- **Work to complete**:
Produce an exact copy of the lines from the line containing "(112,438) (no space after the comma)." through the last line of the listing below, both ends included, and nothing else.

Supplied material start

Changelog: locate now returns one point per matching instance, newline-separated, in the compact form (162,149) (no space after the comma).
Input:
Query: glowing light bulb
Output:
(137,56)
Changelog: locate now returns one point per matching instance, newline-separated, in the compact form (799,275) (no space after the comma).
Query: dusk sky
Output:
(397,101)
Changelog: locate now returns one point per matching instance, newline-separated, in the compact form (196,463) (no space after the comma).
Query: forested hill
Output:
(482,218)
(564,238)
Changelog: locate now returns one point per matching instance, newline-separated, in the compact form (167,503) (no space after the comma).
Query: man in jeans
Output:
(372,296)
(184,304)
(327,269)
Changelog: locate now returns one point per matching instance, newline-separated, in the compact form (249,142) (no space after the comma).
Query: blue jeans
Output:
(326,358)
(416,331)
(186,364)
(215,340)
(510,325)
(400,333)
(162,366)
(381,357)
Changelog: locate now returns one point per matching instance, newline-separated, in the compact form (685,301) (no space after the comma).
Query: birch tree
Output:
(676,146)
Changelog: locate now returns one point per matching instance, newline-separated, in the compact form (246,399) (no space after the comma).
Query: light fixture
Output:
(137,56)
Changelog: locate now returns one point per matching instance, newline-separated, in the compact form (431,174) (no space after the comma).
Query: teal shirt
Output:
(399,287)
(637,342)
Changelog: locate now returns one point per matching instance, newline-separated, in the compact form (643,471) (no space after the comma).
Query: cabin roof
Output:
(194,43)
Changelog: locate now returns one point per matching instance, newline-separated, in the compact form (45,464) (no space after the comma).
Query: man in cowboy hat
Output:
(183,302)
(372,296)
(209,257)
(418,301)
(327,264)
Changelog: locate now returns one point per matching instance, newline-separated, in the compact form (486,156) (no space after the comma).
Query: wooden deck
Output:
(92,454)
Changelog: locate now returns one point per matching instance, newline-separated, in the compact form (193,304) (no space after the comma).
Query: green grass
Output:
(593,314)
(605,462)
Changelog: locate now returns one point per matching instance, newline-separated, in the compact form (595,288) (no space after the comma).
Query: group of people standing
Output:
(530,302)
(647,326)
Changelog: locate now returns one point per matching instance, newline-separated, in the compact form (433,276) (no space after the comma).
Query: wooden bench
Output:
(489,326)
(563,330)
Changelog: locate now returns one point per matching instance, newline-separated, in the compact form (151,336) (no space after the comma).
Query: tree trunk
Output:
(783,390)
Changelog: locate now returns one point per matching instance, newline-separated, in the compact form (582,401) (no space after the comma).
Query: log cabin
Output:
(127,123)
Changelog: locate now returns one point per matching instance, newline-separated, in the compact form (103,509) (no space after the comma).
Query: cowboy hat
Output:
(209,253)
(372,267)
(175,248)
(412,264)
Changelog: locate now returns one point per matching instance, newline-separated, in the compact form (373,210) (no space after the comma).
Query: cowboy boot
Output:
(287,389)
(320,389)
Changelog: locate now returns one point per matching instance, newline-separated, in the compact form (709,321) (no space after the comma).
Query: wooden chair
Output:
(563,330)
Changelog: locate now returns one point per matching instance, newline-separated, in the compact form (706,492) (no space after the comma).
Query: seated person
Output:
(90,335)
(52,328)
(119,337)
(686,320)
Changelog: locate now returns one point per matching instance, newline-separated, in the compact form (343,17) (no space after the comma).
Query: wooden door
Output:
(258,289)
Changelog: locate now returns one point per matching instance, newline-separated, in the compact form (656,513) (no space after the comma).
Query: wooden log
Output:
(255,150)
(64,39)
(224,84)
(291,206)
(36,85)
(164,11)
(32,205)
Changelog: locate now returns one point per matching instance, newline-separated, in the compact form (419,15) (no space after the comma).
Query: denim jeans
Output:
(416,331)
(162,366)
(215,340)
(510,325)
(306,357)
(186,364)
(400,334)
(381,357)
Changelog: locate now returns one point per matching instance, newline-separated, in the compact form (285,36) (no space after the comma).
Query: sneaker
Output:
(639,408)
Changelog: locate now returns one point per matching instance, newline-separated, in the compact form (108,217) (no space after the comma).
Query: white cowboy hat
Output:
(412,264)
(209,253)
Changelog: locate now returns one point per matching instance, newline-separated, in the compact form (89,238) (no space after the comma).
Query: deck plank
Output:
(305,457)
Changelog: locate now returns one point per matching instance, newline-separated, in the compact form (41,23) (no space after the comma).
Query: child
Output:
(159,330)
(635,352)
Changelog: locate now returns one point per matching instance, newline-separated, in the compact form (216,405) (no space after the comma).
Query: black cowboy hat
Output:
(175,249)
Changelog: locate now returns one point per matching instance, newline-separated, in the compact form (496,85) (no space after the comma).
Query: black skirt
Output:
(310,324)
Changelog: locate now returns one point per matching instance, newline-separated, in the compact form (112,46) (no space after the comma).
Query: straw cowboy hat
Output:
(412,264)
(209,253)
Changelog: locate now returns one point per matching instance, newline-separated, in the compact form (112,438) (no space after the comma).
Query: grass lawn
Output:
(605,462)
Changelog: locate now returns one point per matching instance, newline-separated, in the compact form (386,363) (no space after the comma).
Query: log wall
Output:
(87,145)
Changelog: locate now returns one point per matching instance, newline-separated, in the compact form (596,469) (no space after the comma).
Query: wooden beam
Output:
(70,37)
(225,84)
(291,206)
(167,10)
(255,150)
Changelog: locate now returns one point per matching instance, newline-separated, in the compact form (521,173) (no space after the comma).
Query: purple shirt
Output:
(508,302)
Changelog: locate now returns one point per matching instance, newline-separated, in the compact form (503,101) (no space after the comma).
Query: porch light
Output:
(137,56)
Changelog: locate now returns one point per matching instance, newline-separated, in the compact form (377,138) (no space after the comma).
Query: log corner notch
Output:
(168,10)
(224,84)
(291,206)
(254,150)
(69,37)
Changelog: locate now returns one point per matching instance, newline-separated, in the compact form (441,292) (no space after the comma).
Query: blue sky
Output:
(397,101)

Supplied material end

- **Solution for this exercise**:
Changelog: locate now returns one point per matching instance, newline-separated, in the compact form (112,438) (no space after the comma).
Query: grass lawn
Output:
(605,462)
Changelog: locate now returns one point per matching instance, newline-separated, in the compact form (386,363) (no space after the comma).
Query: log wall
Output:
(87,145)
Changelog: locate now returns one point per matching instance, newline-separated, in the compact form (596,469) (no space after the comma).
Query: wooden beam
Output:
(70,37)
(225,84)
(291,206)
(167,10)
(255,150)
Changelog: locate now returns one point per matching instance, newline-separated, in the compact form (521,173) (no space after the comma).
Query: purple shirt
Output:
(508,302)
Changelog: locate now returns one point per matching instance, newline-separated, in the compact form (503,101) (no space after the comma).
Query: porch light
Output:
(137,56)
Changelog: locate now returns one point per matching instance, newline-separated, in the compact form (377,138) (no space after the comma).
Query: log corner notch
Output:
(168,10)
(224,84)
(291,206)
(254,150)
(69,37)
Changelog: locate now returns one point per matching instance, newline-separated, in the compact form (441,292) (no space after the comma).
Query: blue sky
Output:
(397,101)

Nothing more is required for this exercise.